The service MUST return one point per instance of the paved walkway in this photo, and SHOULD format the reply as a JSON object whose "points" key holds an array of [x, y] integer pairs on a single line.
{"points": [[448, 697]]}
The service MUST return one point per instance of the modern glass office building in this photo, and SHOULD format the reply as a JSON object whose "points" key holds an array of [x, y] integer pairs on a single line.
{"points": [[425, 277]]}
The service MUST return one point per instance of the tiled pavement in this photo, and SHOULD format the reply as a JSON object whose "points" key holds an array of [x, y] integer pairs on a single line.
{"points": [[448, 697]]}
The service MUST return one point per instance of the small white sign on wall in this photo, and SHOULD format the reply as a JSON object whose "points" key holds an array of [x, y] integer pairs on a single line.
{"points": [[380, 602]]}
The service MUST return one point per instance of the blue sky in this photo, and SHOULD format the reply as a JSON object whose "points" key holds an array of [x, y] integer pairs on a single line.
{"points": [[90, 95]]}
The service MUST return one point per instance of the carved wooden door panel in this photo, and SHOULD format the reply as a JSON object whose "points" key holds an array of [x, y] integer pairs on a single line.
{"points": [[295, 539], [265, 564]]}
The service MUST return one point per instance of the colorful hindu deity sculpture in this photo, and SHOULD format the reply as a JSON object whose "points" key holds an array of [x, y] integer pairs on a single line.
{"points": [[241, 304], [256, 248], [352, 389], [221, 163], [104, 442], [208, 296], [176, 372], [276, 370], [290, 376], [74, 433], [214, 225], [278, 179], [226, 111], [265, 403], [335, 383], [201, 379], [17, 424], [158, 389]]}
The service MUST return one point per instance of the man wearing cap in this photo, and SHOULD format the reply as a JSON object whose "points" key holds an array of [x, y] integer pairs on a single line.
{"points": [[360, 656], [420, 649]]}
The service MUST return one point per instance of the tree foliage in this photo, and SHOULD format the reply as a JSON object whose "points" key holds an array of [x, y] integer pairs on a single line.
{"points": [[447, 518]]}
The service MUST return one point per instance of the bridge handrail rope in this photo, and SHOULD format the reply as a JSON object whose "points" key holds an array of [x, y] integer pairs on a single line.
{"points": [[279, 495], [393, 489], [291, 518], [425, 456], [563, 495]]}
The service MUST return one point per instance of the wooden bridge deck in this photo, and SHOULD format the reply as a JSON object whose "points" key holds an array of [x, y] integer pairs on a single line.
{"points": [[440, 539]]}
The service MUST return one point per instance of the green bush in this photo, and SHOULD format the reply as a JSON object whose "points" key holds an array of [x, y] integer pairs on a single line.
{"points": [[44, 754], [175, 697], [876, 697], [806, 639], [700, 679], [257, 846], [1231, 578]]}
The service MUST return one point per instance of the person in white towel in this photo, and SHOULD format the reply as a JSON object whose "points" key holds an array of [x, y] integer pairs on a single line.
****
## Task details
Copy all of the data above word for word.

## Expected answer
The service MUST return one point per instance of the paved walkway in this photo, and SHOULD format the reply as a JSON object whose "points" key holds an array of [x, y] integer pairs on a single line.
{"points": [[448, 697]]}
The service MUST return one point per instance of the modern glass office building in this photo, and SHOULD format the reply as a JSON object whose "points" key holds an array of [x, y] integer pairs on a single line.
{"points": [[425, 277]]}
The service MUST return one point per instance of the tiled pavement in this photo, and SHOULD format the reply as a JSON object whose "points" key holds an array of [x, y] integer pairs on a single line.
{"points": [[448, 697]]}
The service MUST return one point per instance of the small white sign on wall in this photo, and SHOULD format the reply as a JSON object whose "points" key holds an array of [x, y] integer pairs on a single line.
{"points": [[380, 602]]}
The service MUST return one point per instance of the blue sky in this photo, and SHOULD format the reply as a JSON object whose "points" key holds an array of [x, y] integer pairs on a single line.
{"points": [[90, 95]]}
The service MUST return one point per instance of the carved wooden door panel in this photo, and SHOULD format the reply as a JSON object whose "points" key holds an array of [x, y] integer pairs on a single line.
{"points": [[295, 539], [265, 564]]}
The service MUST return one point per instance of the colorful hindu deity sculpture in this photo, and SHOULD format the reply as a JSON object whose "points" key holds an array of [x, y] integer pairs on a single line.
{"points": [[241, 304], [256, 248], [352, 389], [221, 163], [104, 442], [208, 296], [176, 372], [276, 370], [290, 376], [74, 433], [214, 225], [278, 179], [226, 111], [265, 403], [335, 383], [201, 379], [17, 424], [158, 389]]}
The service MUST return one point per instance of the man wearing cap in this photo, and SHOULD format the reply as a JSON object whose "points" key holds an array of [x, y] integer pairs on a single line.
{"points": [[360, 656], [420, 649]]}
The service MUST return one point per instance of the tree foliage in this photo, and SHOULD format the reply as a JSON object whose "points" key holds an array of [x, y] integer pairs on a single line.
{"points": [[447, 518]]}
The service MUST return one point per instance of the bridge handrail rope in this photo, and SHOULD format the reply as a JSON object whose "points" key holds an array of [x, y] integer pairs on a single line.
{"points": [[279, 495], [393, 489], [291, 518], [425, 456], [563, 495]]}
The service MUST return one point per instance of the wooden bridge deck in this photo, and SHOULD format the reply as a JSON object whose "points" key holds an array of [x, y] integer pairs on a single line.
{"points": [[440, 539]]}
The service MUST return one point per instance of the green bush in this photo, and SHOULD format the reply as a JSON object whose "points" key holds an array of [x, y] integer pairs on a single line.
{"points": [[44, 754], [175, 697], [876, 697], [806, 639], [700, 679], [257, 846], [1231, 578]]}
The service MUST return one point per instance of the person in white towel in this photo, and SHOULD format the reply as a JSON object whose "points" key holds an array of [x, y] integer pairs on a single line.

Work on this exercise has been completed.